▶ **REQUIRED WORK**: Count up the lines below containing the word "wooden", and give the result with no other words.

▶ **RECORDED INFORMATION**:
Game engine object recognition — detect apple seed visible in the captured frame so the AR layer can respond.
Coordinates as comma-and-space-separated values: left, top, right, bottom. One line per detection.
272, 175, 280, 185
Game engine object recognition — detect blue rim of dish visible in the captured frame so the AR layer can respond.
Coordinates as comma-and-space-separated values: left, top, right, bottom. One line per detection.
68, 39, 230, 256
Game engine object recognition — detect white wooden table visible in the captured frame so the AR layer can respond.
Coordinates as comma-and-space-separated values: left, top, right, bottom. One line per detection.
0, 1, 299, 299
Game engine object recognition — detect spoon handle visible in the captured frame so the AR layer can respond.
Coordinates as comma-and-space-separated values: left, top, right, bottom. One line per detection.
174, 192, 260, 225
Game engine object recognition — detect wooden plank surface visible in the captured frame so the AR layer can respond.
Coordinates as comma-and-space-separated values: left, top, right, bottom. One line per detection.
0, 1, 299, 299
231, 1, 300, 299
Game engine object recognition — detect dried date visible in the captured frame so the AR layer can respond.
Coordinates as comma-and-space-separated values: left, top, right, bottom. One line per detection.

▶ **WRITTEN RESPONSE**: 2